Required action: Looking at the records below, say how many lines include "headphone", and add nothing else.

Data:

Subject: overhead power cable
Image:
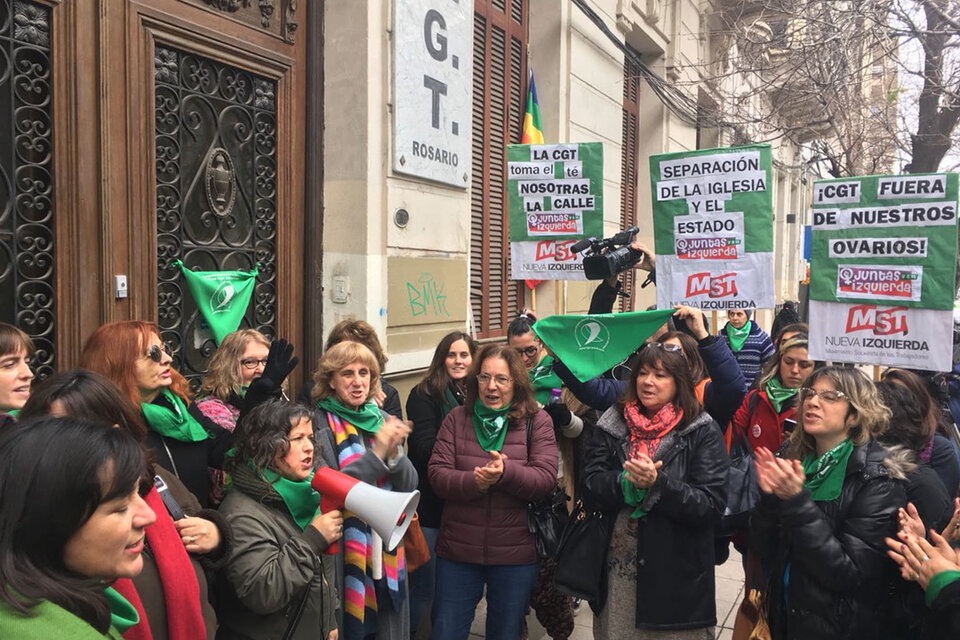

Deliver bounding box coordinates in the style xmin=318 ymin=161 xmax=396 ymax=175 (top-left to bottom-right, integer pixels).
xmin=570 ymin=0 xmax=726 ymax=128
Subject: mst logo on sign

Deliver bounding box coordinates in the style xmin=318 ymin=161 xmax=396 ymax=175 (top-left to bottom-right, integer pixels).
xmin=845 ymin=305 xmax=908 ymax=336
xmin=686 ymin=272 xmax=738 ymax=298
xmin=534 ymin=241 xmax=579 ymax=262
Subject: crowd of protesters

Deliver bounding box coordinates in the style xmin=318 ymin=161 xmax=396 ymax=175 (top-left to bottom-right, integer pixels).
xmin=2 ymin=245 xmax=960 ymax=640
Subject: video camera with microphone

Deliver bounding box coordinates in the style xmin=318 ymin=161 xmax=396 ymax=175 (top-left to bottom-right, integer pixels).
xmin=571 ymin=226 xmax=644 ymax=280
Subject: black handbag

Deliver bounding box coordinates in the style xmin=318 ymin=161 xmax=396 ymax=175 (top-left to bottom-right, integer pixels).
xmin=525 ymin=417 xmax=569 ymax=559
xmin=718 ymin=425 xmax=759 ymax=536
xmin=552 ymin=498 xmax=613 ymax=606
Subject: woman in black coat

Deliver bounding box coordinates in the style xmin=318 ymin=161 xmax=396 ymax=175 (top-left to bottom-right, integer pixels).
xmin=581 ymin=342 xmax=728 ymax=639
xmin=404 ymin=331 xmax=476 ymax=635
xmin=752 ymin=366 xmax=907 ymax=640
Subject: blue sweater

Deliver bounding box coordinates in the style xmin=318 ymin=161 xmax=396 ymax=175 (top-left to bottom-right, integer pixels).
xmin=721 ymin=320 xmax=774 ymax=388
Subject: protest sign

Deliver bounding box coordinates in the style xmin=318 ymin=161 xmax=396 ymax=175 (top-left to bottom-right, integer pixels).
xmin=649 ymin=145 xmax=774 ymax=310
xmin=808 ymin=173 xmax=959 ymax=371
xmin=508 ymin=143 xmax=602 ymax=280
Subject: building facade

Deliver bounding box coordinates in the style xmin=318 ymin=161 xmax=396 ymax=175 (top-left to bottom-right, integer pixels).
xmin=0 ymin=0 xmax=809 ymax=395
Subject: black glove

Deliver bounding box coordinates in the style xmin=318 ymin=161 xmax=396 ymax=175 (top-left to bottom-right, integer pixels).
xmin=240 ymin=338 xmax=299 ymax=414
xmin=261 ymin=338 xmax=299 ymax=386
xmin=543 ymin=402 xmax=572 ymax=429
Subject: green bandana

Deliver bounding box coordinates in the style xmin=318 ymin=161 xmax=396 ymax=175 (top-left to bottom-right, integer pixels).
xmin=529 ymin=355 xmax=564 ymax=405
xmin=925 ymin=570 xmax=960 ymax=607
xmin=802 ymin=439 xmax=854 ymax=501
xmin=725 ymin=322 xmax=751 ymax=353
xmin=315 ymin=396 xmax=384 ymax=433
xmin=176 ymin=260 xmax=258 ymax=346
xmin=764 ymin=376 xmax=799 ymax=413
xmin=258 ymin=462 xmax=320 ymax=530
xmin=103 ymin=587 xmax=139 ymax=634
xmin=471 ymin=400 xmax=512 ymax=452
xmin=141 ymin=390 xmax=211 ymax=442
xmin=440 ymin=385 xmax=461 ymax=419
xmin=533 ymin=309 xmax=677 ymax=382
xmin=621 ymin=471 xmax=648 ymax=519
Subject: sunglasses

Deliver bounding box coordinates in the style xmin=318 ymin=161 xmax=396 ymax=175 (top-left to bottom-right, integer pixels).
xmin=145 ymin=344 xmax=170 ymax=363
xmin=644 ymin=341 xmax=683 ymax=353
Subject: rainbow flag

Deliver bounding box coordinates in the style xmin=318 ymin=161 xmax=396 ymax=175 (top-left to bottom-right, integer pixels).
xmin=521 ymin=70 xmax=544 ymax=144
xmin=522 ymin=70 xmax=544 ymax=289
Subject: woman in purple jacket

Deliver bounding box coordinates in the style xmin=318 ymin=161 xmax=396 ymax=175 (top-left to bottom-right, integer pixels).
xmin=428 ymin=344 xmax=558 ymax=640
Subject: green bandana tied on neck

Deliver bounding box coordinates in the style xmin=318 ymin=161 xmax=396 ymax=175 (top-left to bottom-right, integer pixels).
xmin=141 ymin=390 xmax=211 ymax=442
xmin=802 ymin=439 xmax=854 ymax=501
xmin=104 ymin=587 xmax=139 ymax=634
xmin=764 ymin=376 xmax=800 ymax=413
xmin=529 ymin=355 xmax=564 ymax=405
xmin=315 ymin=396 xmax=384 ymax=433
xmin=257 ymin=462 xmax=320 ymax=530
xmin=471 ymin=400 xmax=512 ymax=452
xmin=440 ymin=384 xmax=461 ymax=419
xmin=725 ymin=322 xmax=751 ymax=353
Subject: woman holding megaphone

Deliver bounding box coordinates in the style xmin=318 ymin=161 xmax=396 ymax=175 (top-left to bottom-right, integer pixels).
xmin=310 ymin=341 xmax=419 ymax=640
xmin=428 ymin=344 xmax=558 ymax=640
xmin=217 ymin=400 xmax=341 ymax=640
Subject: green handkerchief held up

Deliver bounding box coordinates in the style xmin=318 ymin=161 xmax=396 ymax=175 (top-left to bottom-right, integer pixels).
xmin=533 ymin=308 xmax=676 ymax=382
xmin=176 ymin=260 xmax=258 ymax=345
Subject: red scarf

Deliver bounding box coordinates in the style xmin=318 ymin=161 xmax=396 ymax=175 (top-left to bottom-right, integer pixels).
xmin=624 ymin=400 xmax=682 ymax=460
xmin=112 ymin=486 xmax=205 ymax=640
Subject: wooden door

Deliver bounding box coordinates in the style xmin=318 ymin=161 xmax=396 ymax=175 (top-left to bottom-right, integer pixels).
xmin=6 ymin=0 xmax=315 ymax=382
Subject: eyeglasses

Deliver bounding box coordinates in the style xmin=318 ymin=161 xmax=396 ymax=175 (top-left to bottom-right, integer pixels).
xmin=144 ymin=344 xmax=170 ymax=363
xmin=240 ymin=358 xmax=269 ymax=370
xmin=514 ymin=345 xmax=540 ymax=358
xmin=799 ymin=387 xmax=848 ymax=403
xmin=644 ymin=342 xmax=683 ymax=353
xmin=477 ymin=373 xmax=513 ymax=388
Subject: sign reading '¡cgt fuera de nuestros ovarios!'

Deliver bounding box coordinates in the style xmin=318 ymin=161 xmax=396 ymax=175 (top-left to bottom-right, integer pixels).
xmin=808 ymin=172 xmax=959 ymax=372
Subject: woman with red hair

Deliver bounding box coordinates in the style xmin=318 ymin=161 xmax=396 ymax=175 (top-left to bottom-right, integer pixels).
xmin=81 ymin=321 xmax=234 ymax=508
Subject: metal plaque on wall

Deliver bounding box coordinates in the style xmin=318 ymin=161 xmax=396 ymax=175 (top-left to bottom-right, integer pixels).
xmin=393 ymin=0 xmax=473 ymax=188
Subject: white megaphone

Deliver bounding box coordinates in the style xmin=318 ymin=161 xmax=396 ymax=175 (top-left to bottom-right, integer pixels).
xmin=311 ymin=466 xmax=420 ymax=554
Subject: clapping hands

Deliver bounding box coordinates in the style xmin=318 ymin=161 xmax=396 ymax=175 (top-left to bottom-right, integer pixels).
xmin=475 ymin=450 xmax=507 ymax=491
xmin=623 ymin=454 xmax=662 ymax=489
xmin=754 ymin=447 xmax=805 ymax=500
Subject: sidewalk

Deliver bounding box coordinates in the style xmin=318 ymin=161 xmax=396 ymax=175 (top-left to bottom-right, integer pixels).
xmin=467 ymin=547 xmax=745 ymax=639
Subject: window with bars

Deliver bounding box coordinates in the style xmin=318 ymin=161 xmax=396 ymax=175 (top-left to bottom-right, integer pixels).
xmin=619 ymin=49 xmax=642 ymax=312
xmin=470 ymin=0 xmax=526 ymax=338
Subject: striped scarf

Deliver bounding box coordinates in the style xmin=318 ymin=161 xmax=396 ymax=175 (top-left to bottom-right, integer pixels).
xmin=325 ymin=410 xmax=406 ymax=638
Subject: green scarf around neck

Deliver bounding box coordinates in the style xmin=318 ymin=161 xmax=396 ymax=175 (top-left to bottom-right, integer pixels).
xmin=315 ymin=396 xmax=384 ymax=433
xmin=141 ymin=389 xmax=211 ymax=442
xmin=529 ymin=355 xmax=564 ymax=405
xmin=802 ymin=438 xmax=854 ymax=501
xmin=471 ymin=399 xmax=512 ymax=452
xmin=103 ymin=587 xmax=139 ymax=634
xmin=257 ymin=462 xmax=320 ymax=530
xmin=725 ymin=322 xmax=751 ymax=353
xmin=764 ymin=376 xmax=800 ymax=413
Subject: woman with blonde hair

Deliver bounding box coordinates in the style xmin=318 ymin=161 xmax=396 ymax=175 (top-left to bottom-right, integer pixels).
xmin=751 ymin=366 xmax=907 ymax=639
xmin=310 ymin=341 xmax=417 ymax=640
xmin=197 ymin=329 xmax=273 ymax=504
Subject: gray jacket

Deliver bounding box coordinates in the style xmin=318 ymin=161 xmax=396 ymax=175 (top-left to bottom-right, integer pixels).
xmin=216 ymin=462 xmax=338 ymax=640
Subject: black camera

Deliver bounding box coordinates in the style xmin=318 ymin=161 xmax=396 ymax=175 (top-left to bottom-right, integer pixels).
xmin=571 ymin=226 xmax=644 ymax=280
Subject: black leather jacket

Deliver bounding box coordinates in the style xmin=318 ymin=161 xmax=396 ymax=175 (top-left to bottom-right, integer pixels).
xmin=751 ymin=439 xmax=907 ymax=640
xmin=582 ymin=408 xmax=729 ymax=630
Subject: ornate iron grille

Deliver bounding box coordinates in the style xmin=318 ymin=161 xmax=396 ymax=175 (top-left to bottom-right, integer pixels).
xmin=0 ymin=0 xmax=55 ymax=380
xmin=155 ymin=45 xmax=277 ymax=390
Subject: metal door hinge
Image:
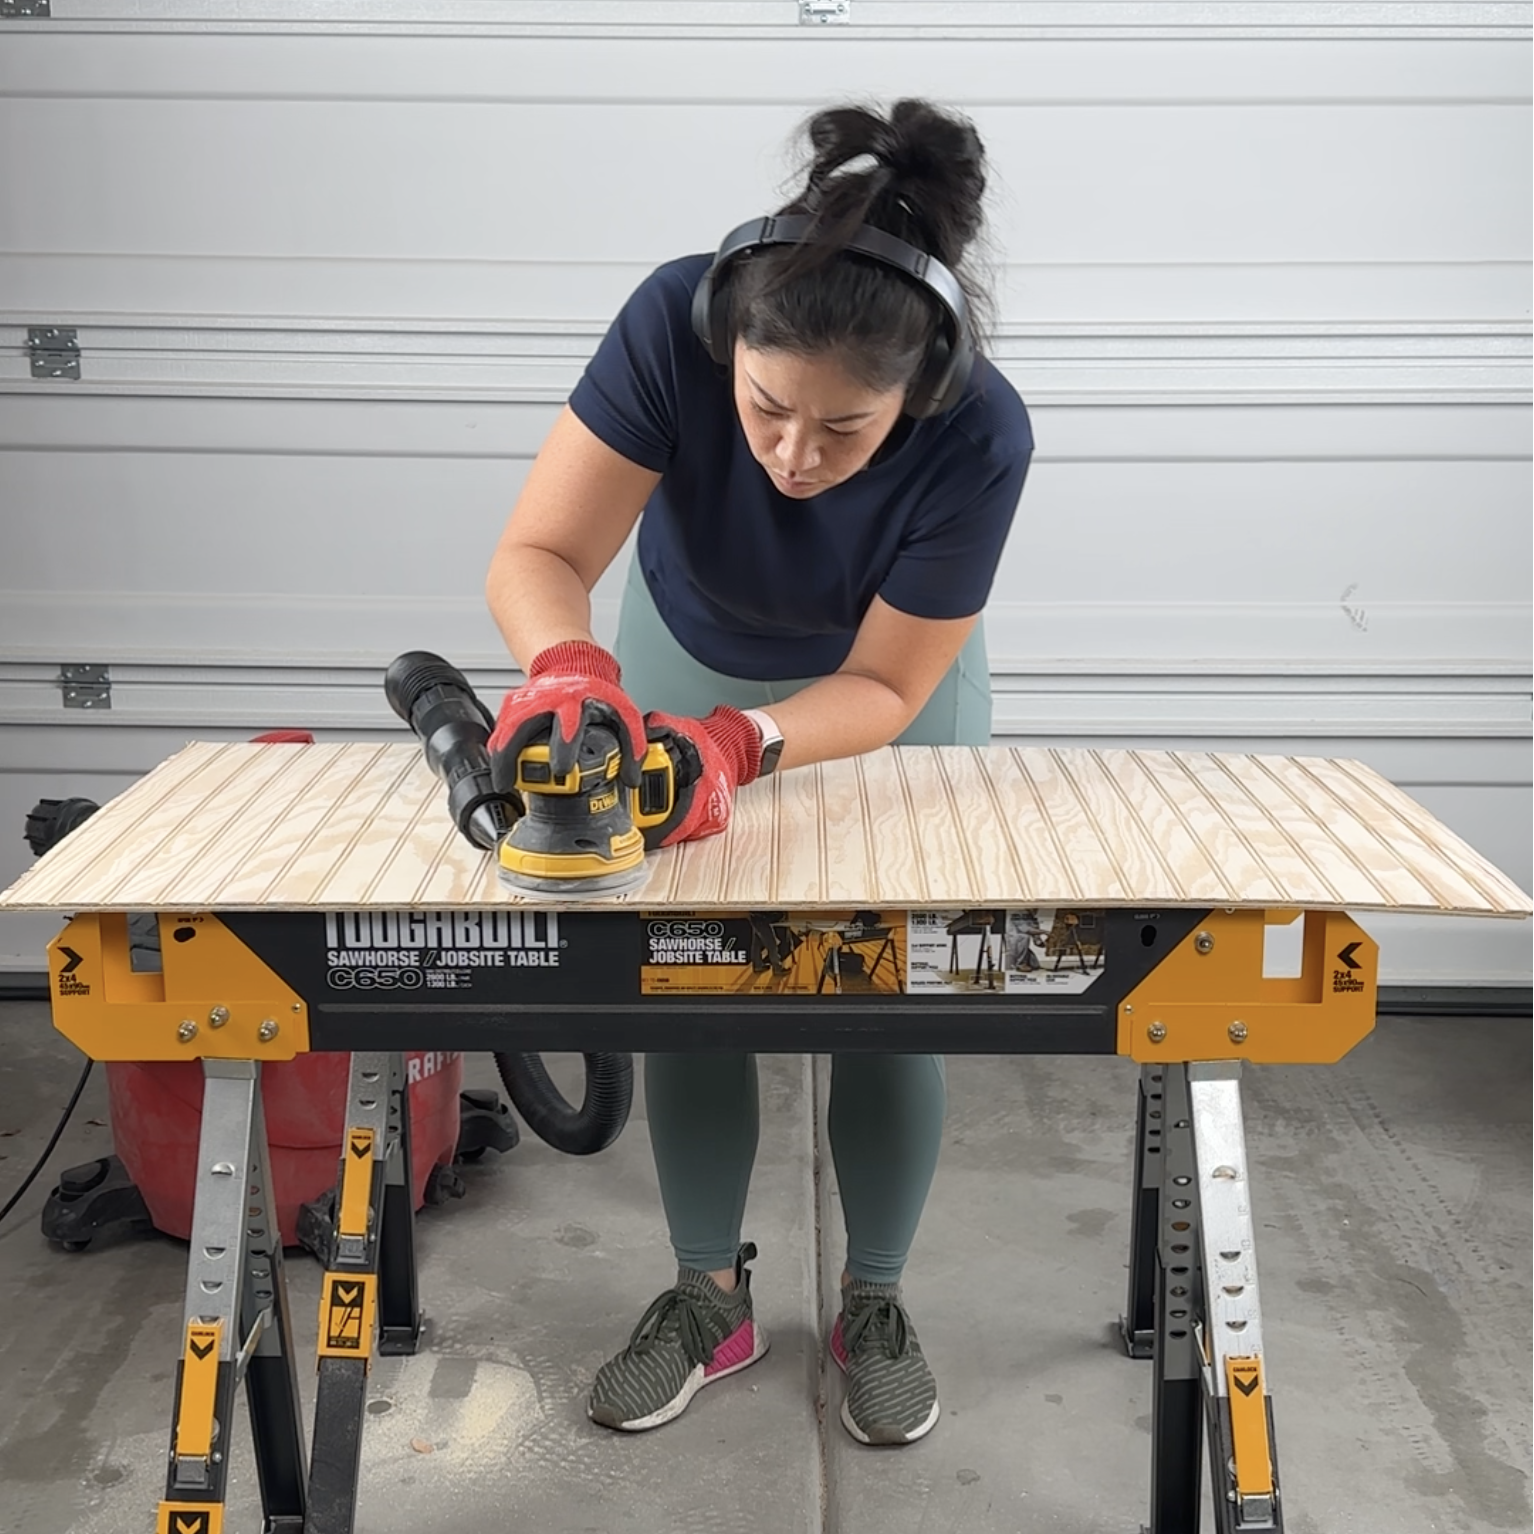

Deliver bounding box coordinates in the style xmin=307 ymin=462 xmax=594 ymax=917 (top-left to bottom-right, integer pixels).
xmin=799 ymin=0 xmax=849 ymax=23
xmin=59 ymin=665 xmax=111 ymax=710
xmin=29 ymin=327 xmax=80 ymax=380
xmin=2 ymin=1 xmax=52 ymax=19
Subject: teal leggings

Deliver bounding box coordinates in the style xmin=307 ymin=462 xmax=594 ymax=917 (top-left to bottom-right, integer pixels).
xmin=613 ymin=557 xmax=991 ymax=1285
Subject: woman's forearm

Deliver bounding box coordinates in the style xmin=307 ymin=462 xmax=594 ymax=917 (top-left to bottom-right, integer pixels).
xmin=485 ymin=544 xmax=600 ymax=672
xmin=757 ymin=603 xmax=977 ymax=772
xmin=764 ymin=670 xmax=918 ymax=772
xmin=484 ymin=407 xmax=660 ymax=672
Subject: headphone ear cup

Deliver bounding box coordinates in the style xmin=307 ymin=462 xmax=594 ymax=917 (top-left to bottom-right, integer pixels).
xmin=708 ymin=281 xmax=732 ymax=366
xmin=904 ymin=327 xmax=972 ymax=420
xmin=690 ymin=266 xmax=723 ymax=362
xmin=691 ymin=261 xmax=735 ymax=365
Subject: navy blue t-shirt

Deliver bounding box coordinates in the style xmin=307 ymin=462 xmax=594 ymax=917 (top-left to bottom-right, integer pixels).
xmin=569 ymin=255 xmax=1033 ymax=681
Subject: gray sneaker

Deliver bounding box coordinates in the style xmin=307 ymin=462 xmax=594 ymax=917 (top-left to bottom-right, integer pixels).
xmin=829 ymin=1281 xmax=940 ymax=1445
xmin=588 ymin=1242 xmax=769 ymax=1432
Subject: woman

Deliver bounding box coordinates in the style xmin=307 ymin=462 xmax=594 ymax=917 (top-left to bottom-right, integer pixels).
xmin=485 ymin=98 xmax=1032 ymax=1447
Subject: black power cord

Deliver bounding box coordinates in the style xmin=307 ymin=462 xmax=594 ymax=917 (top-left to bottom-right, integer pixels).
xmin=3 ymin=796 xmax=103 ymax=1229
xmin=0 ymin=1057 xmax=94 ymax=1228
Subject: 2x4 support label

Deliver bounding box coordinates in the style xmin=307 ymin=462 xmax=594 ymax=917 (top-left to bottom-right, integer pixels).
xmin=318 ymin=1272 xmax=377 ymax=1359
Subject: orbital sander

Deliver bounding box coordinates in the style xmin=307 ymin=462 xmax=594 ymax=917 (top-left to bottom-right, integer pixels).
xmin=385 ymin=650 xmax=681 ymax=897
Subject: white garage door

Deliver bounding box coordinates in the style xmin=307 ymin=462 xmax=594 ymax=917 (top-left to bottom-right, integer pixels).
xmin=1 ymin=2 xmax=1529 ymax=986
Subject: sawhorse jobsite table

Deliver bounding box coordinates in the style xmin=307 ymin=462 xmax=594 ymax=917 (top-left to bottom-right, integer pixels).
xmin=4 ymin=740 xmax=1528 ymax=1534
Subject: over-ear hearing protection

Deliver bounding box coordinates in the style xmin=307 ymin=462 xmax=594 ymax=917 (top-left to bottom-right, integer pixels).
xmin=690 ymin=214 xmax=974 ymax=420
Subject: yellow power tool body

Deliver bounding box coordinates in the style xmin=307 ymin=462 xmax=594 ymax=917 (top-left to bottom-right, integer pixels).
xmin=496 ymin=726 xmax=679 ymax=896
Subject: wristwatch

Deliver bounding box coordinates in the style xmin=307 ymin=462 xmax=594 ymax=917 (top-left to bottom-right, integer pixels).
xmin=742 ymin=708 xmax=786 ymax=777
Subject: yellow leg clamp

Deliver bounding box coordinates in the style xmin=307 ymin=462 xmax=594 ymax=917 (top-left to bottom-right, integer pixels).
xmin=173 ymin=1320 xmax=222 ymax=1458
xmin=1226 ymin=1354 xmax=1274 ymax=1496
xmin=338 ymin=1126 xmax=376 ymax=1239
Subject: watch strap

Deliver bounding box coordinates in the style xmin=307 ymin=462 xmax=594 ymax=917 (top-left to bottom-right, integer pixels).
xmin=740 ymin=708 xmax=786 ymax=776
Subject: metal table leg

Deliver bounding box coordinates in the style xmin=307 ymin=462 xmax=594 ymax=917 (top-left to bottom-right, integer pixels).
xmin=1119 ymin=1065 xmax=1164 ymax=1359
xmin=1143 ymin=1062 xmax=1284 ymax=1532
xmin=158 ymin=1059 xmax=307 ymax=1534
xmin=1189 ymin=1062 xmax=1282 ymax=1532
xmin=1146 ymin=1064 xmax=1204 ymax=1532
xmin=306 ymin=1052 xmax=419 ymax=1534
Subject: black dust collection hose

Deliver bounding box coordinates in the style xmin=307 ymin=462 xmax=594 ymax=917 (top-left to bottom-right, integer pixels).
xmin=384 ymin=650 xmax=634 ymax=1155
xmin=494 ymin=1051 xmax=634 ymax=1158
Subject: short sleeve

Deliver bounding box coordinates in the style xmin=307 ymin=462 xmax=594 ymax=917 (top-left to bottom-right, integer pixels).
xmin=877 ymin=450 xmax=1031 ymax=620
xmin=568 ymin=262 xmax=697 ymax=473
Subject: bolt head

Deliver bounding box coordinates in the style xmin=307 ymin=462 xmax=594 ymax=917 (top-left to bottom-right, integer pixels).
xmin=208 ymin=1005 xmax=230 ymax=1027
xmin=1147 ymin=1022 xmax=1168 ymax=1044
xmin=1228 ymin=1020 xmax=1249 ymax=1043
xmin=1194 ymin=931 xmax=1214 ymax=955
xmin=257 ymin=1019 xmax=279 ymax=1043
xmin=176 ymin=1020 xmax=198 ymax=1042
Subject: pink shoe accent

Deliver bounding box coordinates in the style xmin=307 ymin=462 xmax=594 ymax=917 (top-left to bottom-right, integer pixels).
xmin=829 ymin=1314 xmax=849 ymax=1373
xmin=704 ymin=1318 xmax=758 ymax=1378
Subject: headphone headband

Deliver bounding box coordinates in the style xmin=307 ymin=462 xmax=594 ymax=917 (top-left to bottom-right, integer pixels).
xmin=690 ymin=214 xmax=974 ymax=419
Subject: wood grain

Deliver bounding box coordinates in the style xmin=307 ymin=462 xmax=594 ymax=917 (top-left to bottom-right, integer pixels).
xmin=2 ymin=741 xmax=1528 ymax=919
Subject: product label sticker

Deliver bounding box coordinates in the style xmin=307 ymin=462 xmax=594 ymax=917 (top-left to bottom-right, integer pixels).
xmin=639 ymin=911 xmax=905 ymax=996
xmin=905 ymin=908 xmax=1107 ymax=996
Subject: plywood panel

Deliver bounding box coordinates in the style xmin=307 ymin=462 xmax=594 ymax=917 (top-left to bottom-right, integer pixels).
xmin=12 ymin=742 xmax=254 ymax=908
xmin=1320 ymin=757 xmax=1534 ymax=913
xmin=922 ymin=750 xmax=1020 ymax=901
xmin=1050 ymin=750 xmax=1186 ymax=905
xmin=1 ymin=742 xmax=1528 ymax=919
xmin=209 ymin=744 xmax=408 ymax=905
xmin=717 ymin=773 xmax=785 ymax=901
xmin=1087 ymin=749 xmax=1236 ymax=906
xmin=1166 ymin=751 xmax=1355 ymax=906
xmin=662 ymin=819 xmax=734 ymax=909
xmin=771 ymin=761 xmax=833 ymax=907
xmin=107 ymin=739 xmax=317 ymax=908
xmin=1004 ymin=748 xmax=1125 ymax=904
xmin=8 ymin=740 xmax=227 ymax=907
xmin=973 ymin=750 xmax=1080 ymax=905
xmin=1231 ymin=755 xmax=1453 ymax=909
xmin=309 ymin=755 xmax=447 ymax=906
xmin=249 ymin=748 xmax=422 ymax=907
xmin=856 ymin=752 xmax=928 ymax=907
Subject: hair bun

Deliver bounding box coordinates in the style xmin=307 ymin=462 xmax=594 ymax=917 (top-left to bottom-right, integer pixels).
xmin=883 ymin=99 xmax=986 ymax=247
xmin=797 ymin=100 xmax=987 ymax=265
xmin=763 ymin=97 xmax=994 ymax=355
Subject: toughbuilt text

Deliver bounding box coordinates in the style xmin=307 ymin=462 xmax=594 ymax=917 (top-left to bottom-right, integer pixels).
xmin=325 ymin=910 xmax=560 ymax=952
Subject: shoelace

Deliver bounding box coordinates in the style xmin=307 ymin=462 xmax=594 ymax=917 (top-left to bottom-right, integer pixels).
xmin=843 ymin=1294 xmax=913 ymax=1361
xmin=625 ymin=1287 xmax=717 ymax=1368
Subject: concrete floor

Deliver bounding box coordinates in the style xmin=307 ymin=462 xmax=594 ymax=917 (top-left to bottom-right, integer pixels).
xmin=0 ymin=1001 xmax=1528 ymax=1534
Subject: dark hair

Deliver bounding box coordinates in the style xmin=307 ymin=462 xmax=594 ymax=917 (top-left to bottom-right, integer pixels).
xmin=728 ymin=99 xmax=992 ymax=394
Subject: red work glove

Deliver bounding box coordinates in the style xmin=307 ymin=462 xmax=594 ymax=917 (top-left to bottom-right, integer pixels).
xmin=643 ymin=706 xmax=765 ymax=848
xmin=488 ymin=641 xmax=646 ymax=791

Response area: 2